▶ INFORMATION GIVEN

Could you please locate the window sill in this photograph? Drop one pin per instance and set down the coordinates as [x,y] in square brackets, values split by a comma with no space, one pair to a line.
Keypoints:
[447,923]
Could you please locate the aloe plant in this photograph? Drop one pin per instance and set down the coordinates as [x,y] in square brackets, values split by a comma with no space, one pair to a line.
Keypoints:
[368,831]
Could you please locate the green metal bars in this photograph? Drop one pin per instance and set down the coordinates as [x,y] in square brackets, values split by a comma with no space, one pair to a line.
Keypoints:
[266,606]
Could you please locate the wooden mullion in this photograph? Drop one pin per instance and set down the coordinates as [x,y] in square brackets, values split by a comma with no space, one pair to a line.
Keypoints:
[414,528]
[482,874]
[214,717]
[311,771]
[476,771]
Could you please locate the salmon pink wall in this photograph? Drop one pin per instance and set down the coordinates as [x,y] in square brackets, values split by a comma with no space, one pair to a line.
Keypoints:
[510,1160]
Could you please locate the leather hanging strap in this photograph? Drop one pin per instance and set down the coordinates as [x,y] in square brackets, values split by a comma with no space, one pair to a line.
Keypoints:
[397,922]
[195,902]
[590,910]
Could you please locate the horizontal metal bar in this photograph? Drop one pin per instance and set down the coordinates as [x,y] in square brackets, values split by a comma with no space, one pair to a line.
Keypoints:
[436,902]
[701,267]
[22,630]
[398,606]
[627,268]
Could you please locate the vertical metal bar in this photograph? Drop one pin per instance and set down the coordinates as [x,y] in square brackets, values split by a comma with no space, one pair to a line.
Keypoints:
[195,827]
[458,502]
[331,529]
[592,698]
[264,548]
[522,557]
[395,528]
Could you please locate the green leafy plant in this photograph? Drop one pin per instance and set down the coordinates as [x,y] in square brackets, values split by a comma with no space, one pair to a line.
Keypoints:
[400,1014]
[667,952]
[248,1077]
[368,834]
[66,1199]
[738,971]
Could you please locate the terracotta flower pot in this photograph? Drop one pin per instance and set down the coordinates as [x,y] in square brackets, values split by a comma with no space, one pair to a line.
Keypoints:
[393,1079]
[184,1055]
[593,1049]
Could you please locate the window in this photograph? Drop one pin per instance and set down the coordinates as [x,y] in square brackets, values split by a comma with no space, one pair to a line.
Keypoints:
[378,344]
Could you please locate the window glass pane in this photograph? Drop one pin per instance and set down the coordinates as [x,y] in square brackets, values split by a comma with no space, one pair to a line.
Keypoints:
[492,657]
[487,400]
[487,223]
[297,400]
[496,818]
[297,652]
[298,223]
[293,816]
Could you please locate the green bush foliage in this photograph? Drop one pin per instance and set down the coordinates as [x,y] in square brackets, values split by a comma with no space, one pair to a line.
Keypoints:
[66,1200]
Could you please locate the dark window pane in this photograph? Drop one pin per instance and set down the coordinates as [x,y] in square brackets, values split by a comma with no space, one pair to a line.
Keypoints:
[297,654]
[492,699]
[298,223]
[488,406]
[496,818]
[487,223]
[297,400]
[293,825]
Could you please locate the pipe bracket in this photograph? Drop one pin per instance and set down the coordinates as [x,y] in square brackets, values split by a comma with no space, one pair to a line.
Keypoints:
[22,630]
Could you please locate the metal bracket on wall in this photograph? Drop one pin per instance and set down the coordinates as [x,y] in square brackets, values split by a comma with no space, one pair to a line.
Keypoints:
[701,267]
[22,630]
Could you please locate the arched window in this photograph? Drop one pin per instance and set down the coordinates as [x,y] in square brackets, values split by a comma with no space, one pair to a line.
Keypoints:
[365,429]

▶ EXERCISE
Pull every line containing the word "pane" out of the entries above.

▶ RESPONSE FOR THIS EXERCISE
Could you please locate the window glass pane in this photograph? Drop one pin per instance and set down the coordinates as [x,y] in square brackets, values split by a comma with no space, one pair to a line.
Could you please locate the dark window pane in this photograph? Drop one pin per instance and set down the coordinates as [x,y] in square brackets, values split by a comma with no space, one pair to a line.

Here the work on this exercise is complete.